[Your instructions] Pick out each line of the data that contains the string "suit", matching case exactly, and copy those lines.

Detection examples:
>>>>
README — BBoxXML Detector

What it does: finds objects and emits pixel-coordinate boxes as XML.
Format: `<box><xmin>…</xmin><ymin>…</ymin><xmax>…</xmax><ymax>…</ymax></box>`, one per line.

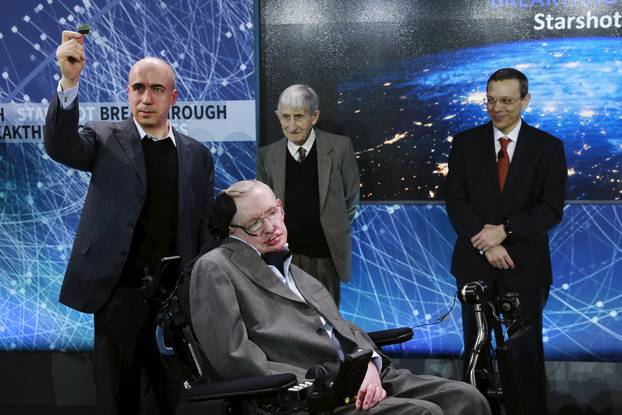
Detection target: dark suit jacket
<box><xmin>445</xmin><ymin>121</ymin><xmax>567</xmax><ymax>290</ymax></box>
<box><xmin>44</xmin><ymin>97</ymin><xmax>214</xmax><ymax>312</ymax></box>
<box><xmin>257</xmin><ymin>128</ymin><xmax>360</xmax><ymax>282</ymax></box>
<box><xmin>189</xmin><ymin>238</ymin><xmax>388</xmax><ymax>380</ymax></box>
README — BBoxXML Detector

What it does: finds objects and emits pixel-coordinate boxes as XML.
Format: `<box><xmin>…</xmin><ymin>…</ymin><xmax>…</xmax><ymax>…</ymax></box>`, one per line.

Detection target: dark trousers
<box><xmin>94</xmin><ymin>287</ymin><xmax>181</xmax><ymax>415</ymax></box>
<box><xmin>459</xmin><ymin>283</ymin><xmax>550</xmax><ymax>415</ymax></box>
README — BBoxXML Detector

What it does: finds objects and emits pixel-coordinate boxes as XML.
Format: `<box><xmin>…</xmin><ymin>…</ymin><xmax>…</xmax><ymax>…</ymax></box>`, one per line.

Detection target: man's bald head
<box><xmin>128</xmin><ymin>56</ymin><xmax>177</xmax><ymax>89</ymax></box>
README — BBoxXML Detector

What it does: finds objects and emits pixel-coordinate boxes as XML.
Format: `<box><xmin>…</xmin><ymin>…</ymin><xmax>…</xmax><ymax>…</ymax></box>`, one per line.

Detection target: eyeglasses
<box><xmin>484</xmin><ymin>97</ymin><xmax>523</xmax><ymax>107</ymax></box>
<box><xmin>229</xmin><ymin>206</ymin><xmax>283</xmax><ymax>236</ymax></box>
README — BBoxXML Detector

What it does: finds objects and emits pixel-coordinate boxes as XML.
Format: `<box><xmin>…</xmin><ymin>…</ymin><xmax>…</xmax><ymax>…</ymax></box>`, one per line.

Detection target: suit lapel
<box><xmin>116</xmin><ymin>118</ymin><xmax>147</xmax><ymax>188</ymax></box>
<box><xmin>503</xmin><ymin>121</ymin><xmax>532</xmax><ymax>194</ymax></box>
<box><xmin>227</xmin><ymin>238</ymin><xmax>302</xmax><ymax>302</ymax></box>
<box><xmin>481</xmin><ymin>122</ymin><xmax>501</xmax><ymax>197</ymax></box>
<box><xmin>315</xmin><ymin>129</ymin><xmax>333</xmax><ymax>214</ymax></box>
<box><xmin>173</xmin><ymin>130</ymin><xmax>192</xmax><ymax>212</ymax></box>
<box><xmin>270</xmin><ymin>138</ymin><xmax>288</xmax><ymax>202</ymax></box>
<box><xmin>290</xmin><ymin>267</ymin><xmax>356</xmax><ymax>353</ymax></box>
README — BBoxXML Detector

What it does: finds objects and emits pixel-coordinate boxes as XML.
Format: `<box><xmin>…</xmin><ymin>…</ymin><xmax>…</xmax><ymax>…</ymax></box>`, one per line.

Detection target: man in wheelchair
<box><xmin>189</xmin><ymin>180</ymin><xmax>490</xmax><ymax>415</ymax></box>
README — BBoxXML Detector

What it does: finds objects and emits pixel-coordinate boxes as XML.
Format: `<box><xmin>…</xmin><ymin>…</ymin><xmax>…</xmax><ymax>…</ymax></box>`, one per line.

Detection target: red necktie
<box><xmin>298</xmin><ymin>147</ymin><xmax>307</xmax><ymax>163</ymax></box>
<box><xmin>497</xmin><ymin>137</ymin><xmax>512</xmax><ymax>192</ymax></box>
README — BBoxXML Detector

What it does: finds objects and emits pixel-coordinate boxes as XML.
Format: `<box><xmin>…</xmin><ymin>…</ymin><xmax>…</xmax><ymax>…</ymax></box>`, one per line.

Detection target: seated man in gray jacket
<box><xmin>190</xmin><ymin>180</ymin><xmax>490</xmax><ymax>415</ymax></box>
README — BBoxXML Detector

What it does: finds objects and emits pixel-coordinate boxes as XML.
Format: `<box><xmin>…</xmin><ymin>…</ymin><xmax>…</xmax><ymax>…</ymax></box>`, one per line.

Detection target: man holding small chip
<box><xmin>44</xmin><ymin>27</ymin><xmax>214</xmax><ymax>415</ymax></box>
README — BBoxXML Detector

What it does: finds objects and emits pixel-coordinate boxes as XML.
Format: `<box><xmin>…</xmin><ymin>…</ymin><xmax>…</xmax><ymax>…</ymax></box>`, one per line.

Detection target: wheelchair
<box><xmin>458</xmin><ymin>281</ymin><xmax>546</xmax><ymax>415</ymax></box>
<box><xmin>149</xmin><ymin>256</ymin><xmax>413</xmax><ymax>415</ymax></box>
<<<<
[The result]
Detection target: dark suit jacket
Detection target: suit lapel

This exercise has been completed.